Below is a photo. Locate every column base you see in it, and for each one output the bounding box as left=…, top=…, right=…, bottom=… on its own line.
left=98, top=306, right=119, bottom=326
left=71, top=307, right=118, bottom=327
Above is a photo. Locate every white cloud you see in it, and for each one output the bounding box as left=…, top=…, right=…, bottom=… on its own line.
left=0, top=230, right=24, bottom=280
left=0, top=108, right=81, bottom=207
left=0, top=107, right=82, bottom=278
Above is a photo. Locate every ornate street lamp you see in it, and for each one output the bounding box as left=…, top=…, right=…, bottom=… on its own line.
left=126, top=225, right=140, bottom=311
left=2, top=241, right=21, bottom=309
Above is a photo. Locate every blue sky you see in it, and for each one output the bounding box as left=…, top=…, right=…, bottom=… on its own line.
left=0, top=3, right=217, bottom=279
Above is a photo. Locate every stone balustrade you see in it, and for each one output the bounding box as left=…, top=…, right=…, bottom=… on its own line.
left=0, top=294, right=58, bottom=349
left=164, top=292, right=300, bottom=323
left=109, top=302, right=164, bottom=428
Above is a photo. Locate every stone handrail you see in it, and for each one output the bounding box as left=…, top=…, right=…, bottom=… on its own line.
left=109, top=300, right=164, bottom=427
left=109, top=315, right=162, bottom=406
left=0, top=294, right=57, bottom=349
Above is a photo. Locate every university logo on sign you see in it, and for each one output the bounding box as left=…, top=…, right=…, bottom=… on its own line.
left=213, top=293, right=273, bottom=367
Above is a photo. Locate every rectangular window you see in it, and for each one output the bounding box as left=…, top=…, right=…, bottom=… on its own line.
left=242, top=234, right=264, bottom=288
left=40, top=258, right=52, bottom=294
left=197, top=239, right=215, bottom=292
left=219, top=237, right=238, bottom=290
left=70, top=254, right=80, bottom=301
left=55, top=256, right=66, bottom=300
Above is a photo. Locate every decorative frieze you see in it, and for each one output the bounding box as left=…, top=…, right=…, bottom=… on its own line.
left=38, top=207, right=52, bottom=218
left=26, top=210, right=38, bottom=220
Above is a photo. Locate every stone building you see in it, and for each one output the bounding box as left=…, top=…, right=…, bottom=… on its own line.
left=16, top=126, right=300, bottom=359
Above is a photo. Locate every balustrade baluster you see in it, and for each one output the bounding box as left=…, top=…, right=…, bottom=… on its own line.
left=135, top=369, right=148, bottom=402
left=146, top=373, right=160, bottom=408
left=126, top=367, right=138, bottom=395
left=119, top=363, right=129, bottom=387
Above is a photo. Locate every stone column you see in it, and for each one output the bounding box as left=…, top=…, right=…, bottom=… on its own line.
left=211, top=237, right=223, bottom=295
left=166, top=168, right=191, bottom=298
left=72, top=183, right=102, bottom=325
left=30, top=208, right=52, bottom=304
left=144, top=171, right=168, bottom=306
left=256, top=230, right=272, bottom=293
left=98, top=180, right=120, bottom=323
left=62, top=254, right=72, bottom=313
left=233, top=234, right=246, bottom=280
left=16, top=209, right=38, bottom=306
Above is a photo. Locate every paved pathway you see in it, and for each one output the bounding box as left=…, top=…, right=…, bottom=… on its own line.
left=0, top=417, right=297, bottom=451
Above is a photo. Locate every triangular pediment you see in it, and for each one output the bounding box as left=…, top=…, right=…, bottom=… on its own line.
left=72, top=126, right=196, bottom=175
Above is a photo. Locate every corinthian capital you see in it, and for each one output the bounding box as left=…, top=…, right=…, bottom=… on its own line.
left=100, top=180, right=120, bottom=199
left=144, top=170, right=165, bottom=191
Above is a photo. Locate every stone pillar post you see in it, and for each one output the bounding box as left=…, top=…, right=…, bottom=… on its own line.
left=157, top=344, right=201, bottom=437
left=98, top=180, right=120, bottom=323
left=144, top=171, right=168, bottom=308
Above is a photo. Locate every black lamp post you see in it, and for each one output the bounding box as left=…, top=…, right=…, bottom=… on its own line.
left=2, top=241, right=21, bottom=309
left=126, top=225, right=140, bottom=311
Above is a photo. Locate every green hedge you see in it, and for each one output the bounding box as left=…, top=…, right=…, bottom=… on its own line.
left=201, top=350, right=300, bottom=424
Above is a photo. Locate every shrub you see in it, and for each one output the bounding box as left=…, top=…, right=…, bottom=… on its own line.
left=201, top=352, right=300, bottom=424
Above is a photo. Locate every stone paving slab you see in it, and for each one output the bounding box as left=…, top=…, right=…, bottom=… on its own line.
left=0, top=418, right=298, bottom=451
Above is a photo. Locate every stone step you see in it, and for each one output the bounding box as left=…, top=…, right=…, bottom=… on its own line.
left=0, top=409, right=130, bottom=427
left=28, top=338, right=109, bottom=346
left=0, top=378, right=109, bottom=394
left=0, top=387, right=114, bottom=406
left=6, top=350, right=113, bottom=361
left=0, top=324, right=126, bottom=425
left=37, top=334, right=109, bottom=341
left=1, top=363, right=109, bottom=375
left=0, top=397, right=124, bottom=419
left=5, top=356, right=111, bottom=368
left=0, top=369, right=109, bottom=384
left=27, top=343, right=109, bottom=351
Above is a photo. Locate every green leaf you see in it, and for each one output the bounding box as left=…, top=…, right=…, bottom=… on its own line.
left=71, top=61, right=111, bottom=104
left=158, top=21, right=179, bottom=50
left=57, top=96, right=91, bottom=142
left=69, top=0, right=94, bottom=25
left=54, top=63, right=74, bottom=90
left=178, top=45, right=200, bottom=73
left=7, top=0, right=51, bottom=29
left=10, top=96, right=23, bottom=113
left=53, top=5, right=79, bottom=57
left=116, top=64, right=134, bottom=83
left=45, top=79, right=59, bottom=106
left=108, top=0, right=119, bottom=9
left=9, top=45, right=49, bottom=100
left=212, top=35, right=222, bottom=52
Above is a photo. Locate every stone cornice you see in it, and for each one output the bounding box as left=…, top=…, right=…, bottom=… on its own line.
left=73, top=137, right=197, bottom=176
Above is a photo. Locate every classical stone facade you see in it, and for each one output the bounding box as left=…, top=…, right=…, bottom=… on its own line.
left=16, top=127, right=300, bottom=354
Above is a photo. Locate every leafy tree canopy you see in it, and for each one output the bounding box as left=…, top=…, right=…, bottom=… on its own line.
++++
▸ **Goal of the exercise**
Beginning with the line in which "Above is a photo. Locate every green leaf" appears, print each remaining line of the listing exactly, the last line included.

▸ **Reply to the exercise**
Above is a photo. Locate every green leaf you see in it, and for each one output the bounding box as left=…, top=…, right=…, bottom=… on its own line.
left=71, top=61, right=111, bottom=104
left=158, top=21, right=179, bottom=50
left=57, top=96, right=91, bottom=142
left=69, top=0, right=94, bottom=25
left=54, top=63, right=74, bottom=90
left=178, top=45, right=200, bottom=73
left=7, top=0, right=51, bottom=29
left=10, top=96, right=23, bottom=113
left=53, top=5, right=79, bottom=57
left=116, top=64, right=134, bottom=83
left=45, top=79, right=59, bottom=106
left=108, top=0, right=119, bottom=9
left=9, top=45, right=49, bottom=100
left=212, top=35, right=222, bottom=52
Above is a photo. Locate every stone cornice you see in it, and for each one output the bounding box as left=…, top=…, right=…, bottom=… on its own line.
left=73, top=137, right=197, bottom=176
Above is a photo. Locate every classical stone facade you see in it, and for each one output the bounding box as left=…, top=…, right=…, bottom=… on its own line.
left=16, top=127, right=300, bottom=354
Above is a photo. Locate every leafy tree canopy you see in it, and for each one output the bounding box as left=…, top=…, right=…, bottom=… on its own line.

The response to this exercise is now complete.